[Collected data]
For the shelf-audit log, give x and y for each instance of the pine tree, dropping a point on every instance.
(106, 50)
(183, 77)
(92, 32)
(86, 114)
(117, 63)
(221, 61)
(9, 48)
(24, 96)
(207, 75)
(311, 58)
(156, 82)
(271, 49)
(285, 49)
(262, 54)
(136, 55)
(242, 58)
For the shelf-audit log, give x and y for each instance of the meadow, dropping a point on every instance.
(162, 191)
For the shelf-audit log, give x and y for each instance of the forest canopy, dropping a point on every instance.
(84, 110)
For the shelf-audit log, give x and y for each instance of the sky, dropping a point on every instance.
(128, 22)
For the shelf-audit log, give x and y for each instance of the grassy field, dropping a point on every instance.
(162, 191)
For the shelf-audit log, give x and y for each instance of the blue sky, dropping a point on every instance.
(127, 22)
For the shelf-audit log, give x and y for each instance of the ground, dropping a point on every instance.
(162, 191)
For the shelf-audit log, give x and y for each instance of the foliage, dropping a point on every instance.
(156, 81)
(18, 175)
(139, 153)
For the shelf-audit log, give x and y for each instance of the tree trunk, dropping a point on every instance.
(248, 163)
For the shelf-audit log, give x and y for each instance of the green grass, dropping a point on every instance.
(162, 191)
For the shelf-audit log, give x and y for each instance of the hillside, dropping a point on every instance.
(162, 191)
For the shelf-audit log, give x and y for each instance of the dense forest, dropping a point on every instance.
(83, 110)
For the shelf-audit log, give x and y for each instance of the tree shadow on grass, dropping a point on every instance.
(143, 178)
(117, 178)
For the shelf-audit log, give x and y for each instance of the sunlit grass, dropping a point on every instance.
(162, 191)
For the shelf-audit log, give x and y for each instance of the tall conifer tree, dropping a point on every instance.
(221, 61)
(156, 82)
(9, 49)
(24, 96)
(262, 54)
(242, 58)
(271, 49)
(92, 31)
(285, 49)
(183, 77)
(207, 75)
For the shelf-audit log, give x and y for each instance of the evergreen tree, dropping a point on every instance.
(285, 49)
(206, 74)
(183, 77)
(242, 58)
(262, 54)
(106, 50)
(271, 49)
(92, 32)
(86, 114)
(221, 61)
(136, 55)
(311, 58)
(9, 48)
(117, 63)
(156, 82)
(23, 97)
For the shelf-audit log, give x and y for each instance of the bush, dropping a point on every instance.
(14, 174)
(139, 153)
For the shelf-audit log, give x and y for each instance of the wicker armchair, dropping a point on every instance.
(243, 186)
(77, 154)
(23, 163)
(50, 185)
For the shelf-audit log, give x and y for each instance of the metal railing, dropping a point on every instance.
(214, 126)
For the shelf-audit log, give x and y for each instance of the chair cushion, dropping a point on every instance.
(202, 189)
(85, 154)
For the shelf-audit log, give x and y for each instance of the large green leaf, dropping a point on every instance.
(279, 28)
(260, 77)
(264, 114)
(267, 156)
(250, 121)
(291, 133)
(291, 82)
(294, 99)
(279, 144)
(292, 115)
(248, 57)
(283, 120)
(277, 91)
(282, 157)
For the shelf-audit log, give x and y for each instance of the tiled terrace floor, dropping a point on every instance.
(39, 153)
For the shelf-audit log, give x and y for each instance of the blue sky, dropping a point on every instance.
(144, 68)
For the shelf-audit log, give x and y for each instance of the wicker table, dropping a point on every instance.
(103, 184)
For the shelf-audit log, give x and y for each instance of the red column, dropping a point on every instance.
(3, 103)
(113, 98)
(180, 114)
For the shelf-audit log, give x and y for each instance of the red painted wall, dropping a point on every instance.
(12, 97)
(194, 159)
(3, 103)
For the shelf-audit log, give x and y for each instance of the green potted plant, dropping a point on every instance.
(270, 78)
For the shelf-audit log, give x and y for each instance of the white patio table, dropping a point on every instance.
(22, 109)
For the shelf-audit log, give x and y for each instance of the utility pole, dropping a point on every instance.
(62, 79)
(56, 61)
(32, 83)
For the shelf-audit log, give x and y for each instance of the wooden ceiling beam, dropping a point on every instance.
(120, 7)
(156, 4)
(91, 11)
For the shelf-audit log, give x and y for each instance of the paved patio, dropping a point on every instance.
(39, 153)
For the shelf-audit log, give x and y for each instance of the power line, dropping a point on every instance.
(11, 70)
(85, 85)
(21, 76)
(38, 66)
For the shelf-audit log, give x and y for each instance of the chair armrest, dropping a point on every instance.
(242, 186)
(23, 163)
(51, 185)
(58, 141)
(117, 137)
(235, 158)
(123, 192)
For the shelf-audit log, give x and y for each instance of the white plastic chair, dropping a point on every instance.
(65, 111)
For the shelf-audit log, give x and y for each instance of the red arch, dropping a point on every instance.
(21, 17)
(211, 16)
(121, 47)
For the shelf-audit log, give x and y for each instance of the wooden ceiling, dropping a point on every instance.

TASK TO CARRY OUT:
Reproduce the entries exactly. Every word has to stay the same.

RESULT BELOW:
For the shelf-audit log, give x and y for each instance of the pine tree, dropping a point on every instance.
(106, 50)
(183, 77)
(92, 32)
(86, 114)
(117, 63)
(221, 61)
(9, 48)
(24, 96)
(207, 75)
(311, 58)
(156, 82)
(271, 49)
(285, 49)
(262, 54)
(136, 55)
(242, 58)
For the shelf-audit log, give x and y for each instance of the meadow, dropping a point on every instance.
(162, 191)
For the shelf-audit log, give x and y for each instance of the forest canopy, dropping a point on every instance.
(84, 110)
For the shelf-audit log, give x and y for each instance of the sky, dropping a point on every instance.
(128, 22)
For the shelf-audit log, give x and y for each instance of the grassy field, dropping a point on every instance.
(162, 191)
For the shelf-audit log, give x and y for each instance of the blue sky, dropping a point on every instance.
(127, 22)
For the shelf-audit log, give x and y for each instance of the ground, dropping a point on every instance.
(162, 191)
For the shelf-audit log, give x and y for each instance of the foliage, dropping a point on every instance.
(156, 81)
(18, 175)
(139, 153)
For the shelf-audit log, give x and y for each instance of the tree trunk, dropping a point on every instance.
(248, 163)
For the shelf-audit log, give x and y for each instance of the green grass, dropping a point on every instance.
(162, 191)
For the shelf-audit log, give x and y for each instance of the hillside, dropping a point on every instance.
(162, 191)
For the shelf-audit log, give x and y for each instance of the dense forest, dropping a point on every instance.
(83, 110)
For the shelf-audit log, give x and y for each instance of the tree shadow on grass, dropping a point on every instance.
(143, 178)
(117, 178)
For the shelf-audit log, give x and y for each instance of the sunlit grass, dropping a point on every instance.
(162, 191)
For the shelf-audit log, give x and y for each instance of the tall conifer tree, dropping a point on every instance.
(221, 61)
(156, 82)
(9, 49)
(24, 96)
(262, 54)
(242, 58)
(271, 49)
(92, 31)
(285, 49)
(183, 77)
(207, 75)
For the shelf-audit log, give x and y for each instance of the evergreen tree, dropping a point on every instance.
(285, 49)
(206, 74)
(183, 77)
(242, 58)
(262, 54)
(106, 50)
(271, 49)
(92, 32)
(86, 114)
(221, 61)
(136, 55)
(311, 58)
(9, 48)
(117, 63)
(156, 82)
(23, 97)
For the shelf-audit log, give x and y for each instance of the bush, dropping a point on every instance.
(14, 174)
(139, 153)
For the shelf-audit log, give x and y for each instance of the wicker armchair, dropping a point on every instance.
(243, 186)
(77, 154)
(23, 163)
(50, 185)
For the shelf-audit log, give x and y for each instance of the metal railing, dropping a point on every instance.
(214, 126)
For the shelf-audit log, give x and y for each instance of the chair cushion, dropping a point on every instance.
(202, 189)
(85, 154)
For the shelf-audit log, give x and y for each instance of the large green leaf, dropping a point on every instance.
(279, 28)
(260, 77)
(264, 114)
(267, 156)
(250, 121)
(291, 133)
(291, 82)
(294, 99)
(279, 144)
(292, 115)
(248, 57)
(283, 120)
(277, 91)
(282, 157)
For the shelf-audit log, give x and y for each instance of the tiled terrace floor, dropping a point on every instance.
(39, 153)
For the shelf-audit log, give x and y for each instance of the blue sky, dropping a point on every instance.
(144, 68)
For the shelf-audit log, give x and y for each instance of the wicker table, dropping a point on every instance.
(103, 184)
For the shelf-audit log, give x and y for each instance of the red column, dropping a point on every instance.
(3, 103)
(113, 98)
(180, 114)
For the shelf-audit log, give x and y for each instance of the red painted wall, dropping a point on every instance.
(12, 97)
(194, 159)
(3, 103)
For the shelf-audit log, give x and y for each instance of the green potted plant, dropping a point on every instance.
(270, 78)
For the shelf-audit log, give x and y for each instance of the white patio table, dropping a point on every instance.
(22, 109)
For the shelf-audit log, give x and y for each instance of the utility pole, dropping a point on every instance.
(62, 79)
(56, 61)
(32, 83)
For the shelf-audit log, give x and y for each instance of the wooden ceiling beam, dropping a point on every instance.
(120, 7)
(156, 4)
(91, 11)
For the shelf-audit log, give x and y for each instance of the paved patio, dropping a point on every instance.
(39, 153)
For the shelf-audit log, give x and y for each instance of the power line, dropping a point on every instance.
(11, 70)
(85, 85)
(21, 76)
(38, 66)
For the shelf-audit log, give x and y for each instance of the chair armrest, dropping a point on every instance.
(242, 186)
(23, 163)
(51, 185)
(58, 141)
(117, 137)
(235, 158)
(123, 192)
For the shelf-audit log, give x and y for each instance of the white plastic chair, dropping a point on every instance.
(65, 111)
For the shelf-audit log, give x and y for each instance of the red arch, dropping a point on every instance.
(21, 17)
(211, 16)
(121, 47)
For the shelf-audit log, give x and y for each instance of the wooden ceiling, dropping a point on every instance.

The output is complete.